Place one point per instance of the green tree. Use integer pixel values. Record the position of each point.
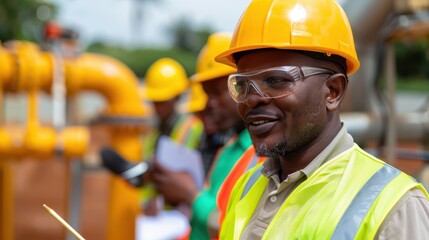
(188, 38)
(24, 19)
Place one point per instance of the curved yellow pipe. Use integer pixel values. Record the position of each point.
(109, 77)
(28, 68)
(8, 67)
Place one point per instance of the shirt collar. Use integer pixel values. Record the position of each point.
(339, 144)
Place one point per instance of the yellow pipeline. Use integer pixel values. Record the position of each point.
(96, 73)
(119, 85)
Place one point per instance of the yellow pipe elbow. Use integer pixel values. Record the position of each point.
(33, 69)
(109, 77)
(7, 67)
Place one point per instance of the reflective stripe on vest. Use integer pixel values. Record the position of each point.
(358, 209)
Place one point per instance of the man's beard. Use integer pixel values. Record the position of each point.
(275, 153)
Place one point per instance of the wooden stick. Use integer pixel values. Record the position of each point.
(64, 223)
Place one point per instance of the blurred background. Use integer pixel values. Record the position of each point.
(71, 73)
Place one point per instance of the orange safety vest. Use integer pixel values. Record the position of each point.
(247, 161)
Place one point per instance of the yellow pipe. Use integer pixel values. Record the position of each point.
(6, 201)
(117, 84)
(7, 66)
(124, 206)
(6, 192)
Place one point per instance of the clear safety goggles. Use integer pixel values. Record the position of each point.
(270, 82)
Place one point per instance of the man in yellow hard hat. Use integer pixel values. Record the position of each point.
(164, 85)
(219, 116)
(293, 59)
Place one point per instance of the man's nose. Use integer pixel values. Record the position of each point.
(254, 88)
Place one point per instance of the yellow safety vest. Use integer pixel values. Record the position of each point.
(348, 197)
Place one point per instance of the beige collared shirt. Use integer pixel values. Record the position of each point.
(409, 219)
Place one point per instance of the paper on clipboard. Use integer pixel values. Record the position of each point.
(180, 158)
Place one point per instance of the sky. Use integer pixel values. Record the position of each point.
(111, 20)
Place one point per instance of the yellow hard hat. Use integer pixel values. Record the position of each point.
(165, 79)
(307, 25)
(207, 67)
(196, 100)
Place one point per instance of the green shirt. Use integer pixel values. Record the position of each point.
(205, 204)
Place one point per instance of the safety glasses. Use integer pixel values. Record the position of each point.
(270, 82)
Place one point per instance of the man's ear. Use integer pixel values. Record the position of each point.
(337, 85)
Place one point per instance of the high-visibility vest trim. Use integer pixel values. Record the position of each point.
(358, 209)
(353, 185)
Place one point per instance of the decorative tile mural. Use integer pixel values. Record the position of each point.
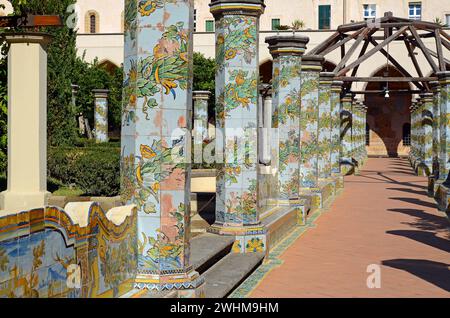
(427, 126)
(237, 26)
(324, 135)
(46, 253)
(444, 151)
(287, 54)
(309, 122)
(156, 148)
(101, 115)
(346, 133)
(436, 127)
(336, 126)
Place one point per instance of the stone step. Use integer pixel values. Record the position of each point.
(207, 249)
(227, 274)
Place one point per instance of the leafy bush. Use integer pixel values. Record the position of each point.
(95, 170)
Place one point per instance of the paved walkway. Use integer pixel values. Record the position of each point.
(383, 217)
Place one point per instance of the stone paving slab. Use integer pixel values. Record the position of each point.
(383, 217)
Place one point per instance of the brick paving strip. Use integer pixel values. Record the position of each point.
(383, 217)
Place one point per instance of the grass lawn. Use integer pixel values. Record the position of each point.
(52, 186)
(68, 192)
(3, 184)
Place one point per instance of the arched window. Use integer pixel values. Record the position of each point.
(406, 134)
(367, 135)
(92, 22)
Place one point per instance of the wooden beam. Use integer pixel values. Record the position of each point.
(372, 52)
(432, 53)
(445, 35)
(424, 49)
(402, 70)
(400, 92)
(385, 79)
(331, 40)
(30, 21)
(415, 62)
(341, 43)
(351, 51)
(363, 51)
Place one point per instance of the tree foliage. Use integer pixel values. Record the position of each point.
(62, 57)
(205, 78)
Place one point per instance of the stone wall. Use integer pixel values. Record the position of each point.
(78, 252)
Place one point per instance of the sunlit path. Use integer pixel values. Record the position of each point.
(383, 217)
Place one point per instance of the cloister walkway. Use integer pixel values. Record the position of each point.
(383, 217)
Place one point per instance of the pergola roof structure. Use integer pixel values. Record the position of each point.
(367, 33)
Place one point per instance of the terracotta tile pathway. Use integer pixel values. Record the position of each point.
(383, 217)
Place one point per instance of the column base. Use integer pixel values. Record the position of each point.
(338, 180)
(433, 185)
(249, 239)
(423, 170)
(187, 284)
(320, 195)
(442, 197)
(348, 167)
(22, 201)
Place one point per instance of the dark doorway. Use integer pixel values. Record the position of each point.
(387, 116)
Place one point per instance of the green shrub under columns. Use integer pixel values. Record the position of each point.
(93, 169)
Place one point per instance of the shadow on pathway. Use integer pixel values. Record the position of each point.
(435, 273)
☆ ☆ ☆ ☆
Required task
Can you reproduce the whole listing above word for word, leaving out the pictures?

Task response
Place one point per instance of the green tree. Use integer pixel values. Record the position of each point.
(188, 38)
(24, 19)
Place one point per instance of the curved yellow pipe. Use integer pixel values. Record the position of each point.
(109, 77)
(28, 68)
(8, 67)
Place one point per instance of the shirt collar. Use integer pixel values. Record the position of each point.
(339, 144)
Place one point per instance of the yellow pipeline. Use integer pixel values. Record the position of each point.
(96, 73)
(119, 85)
Place one point per instance of the yellow pipe elbow. Use integer pixel values. Record the position of each point.
(33, 69)
(109, 77)
(7, 67)
Place one point per instance of the reflective stripe on vest. Use integer pixel values. Record the position of each point.
(358, 209)
Place one point per instance of the man's beard. Use integer pixel values. Record the position of each point.
(275, 153)
Place one point per instance of the wooden stick. Use integer pixel values. Record the position of each point.
(64, 223)
Place one point per instance of the blurred background. Use integer pixel values. Record the position of each point.
(71, 73)
Place one point per instance of the orange safety vest. Use integer pixel values. Record the position of each point.
(247, 161)
Place one point per instance of the yellow pipe. Use integer pixel values. Record the position of each point.
(6, 201)
(117, 84)
(7, 66)
(124, 206)
(6, 192)
Place one point per instance of the clear safety goggles. Use integer pixel values. Record the position of each point.
(270, 82)
Place one point per instance of the man in yellow hard hat. Use integer pixel values. Record the position of each point.
(164, 85)
(219, 116)
(293, 59)
Place one point per instance of the man's nose. Use integer pixel values. Record the position of each point.
(254, 88)
Place one point per instance of the yellow safety vest. Use integer pixel values. Record the position of each point.
(348, 197)
Place one point per instance of the beige collared shirt. Use integer pixel values. Record the position of each point.
(409, 219)
Place one point per instance of the paper on clipboard. Use integer pixel values. Record the position of each point.
(180, 158)
Place one point per instance of the sky. Use integer pixel values. Record the position of each point.
(111, 20)
Place one point per instance of the yellow hard hat. Use integer pixel values. Record the position of each point.
(165, 79)
(307, 25)
(207, 67)
(196, 100)
Place one point per instance of the green shirt. Use integer pixel values. Record the position of each point.
(205, 204)
Place one point per instance of the safety glasses. Use integer pixel values. Record the position of each point.
(270, 82)
Place one point per instance of the man's ear. Use integer pixel values. Record the position of each point.
(337, 85)
Place one point per instance of the high-visibility vest trim. Use integer pixel values. Record the position of each point.
(358, 209)
(353, 185)
Place one point per instance of the decorative tile mural. Use integer pixel values. Record the position of each point.
(427, 126)
(237, 26)
(324, 135)
(46, 253)
(444, 151)
(287, 54)
(309, 122)
(156, 148)
(101, 115)
(346, 133)
(436, 127)
(336, 126)
Place one point per instance of the stone step. Use integer pixel values. Record the position of each point.
(207, 249)
(227, 274)
Place one point per instance of the leafy bush. Use integer pixel values. Record the position of each point.
(95, 170)
Place one point per instance of the paved walkway. Use integer pixel values. Record the position of each point.
(383, 217)
Place one point per instance of the stone paving slab. Use integer pixel values. Record the position of each point.
(383, 217)
Place one point per instance of the brick paving strip. Use integer pixel values. Record the position of each point.
(383, 217)
Place one point per instance of the grass lawn. Use integer pixel values. Record the position of each point.
(52, 186)
(68, 192)
(3, 184)
Place one point per instance of the arched window. Use integer pixel values. Record the position of each point.
(406, 134)
(367, 135)
(92, 22)
Place one point per instance of the wooden beam. Use integer pixel values. Record the position of each point.
(372, 52)
(432, 53)
(445, 35)
(424, 49)
(402, 70)
(400, 92)
(385, 79)
(331, 40)
(30, 21)
(415, 62)
(341, 43)
(351, 51)
(363, 51)
Place one point per instance of the tree foliage. Use integer pixel values. Record the position of each point.
(62, 57)
(205, 78)
Place one point per instance of the stone wall. Use integer pixel values. Record the position of each point.
(78, 252)
Place one point per instance of the sunlit path. Use integer pixel values. Record the position of each point.
(383, 217)
Place one point per instance of the cloister walkway. Use integer pixel values. Record the position of each point.
(383, 217)
Place one point per instance of the pergola roof structure. Use integer pixel values. Record the position of each point.
(367, 33)
Place one point per instance of the terracotta tile pathway. Use integer pixel values. Record the position of each point.
(383, 217)
Place one point per instance of the column base. Use integer pixel values. Record the position of each point.
(338, 180)
(433, 185)
(249, 239)
(423, 170)
(187, 284)
(320, 195)
(442, 197)
(348, 167)
(22, 201)
Place one point per instance of the dark doorway. Use integer pixel values. Record the position of each point.
(387, 116)
Place one point per instance of the green shrub under columns. Use integer pixel values. Record the position of each point.
(93, 169)
Place one point per instance of the shadow on pathway. Use integer pixel values. Record the position of each point.
(435, 273)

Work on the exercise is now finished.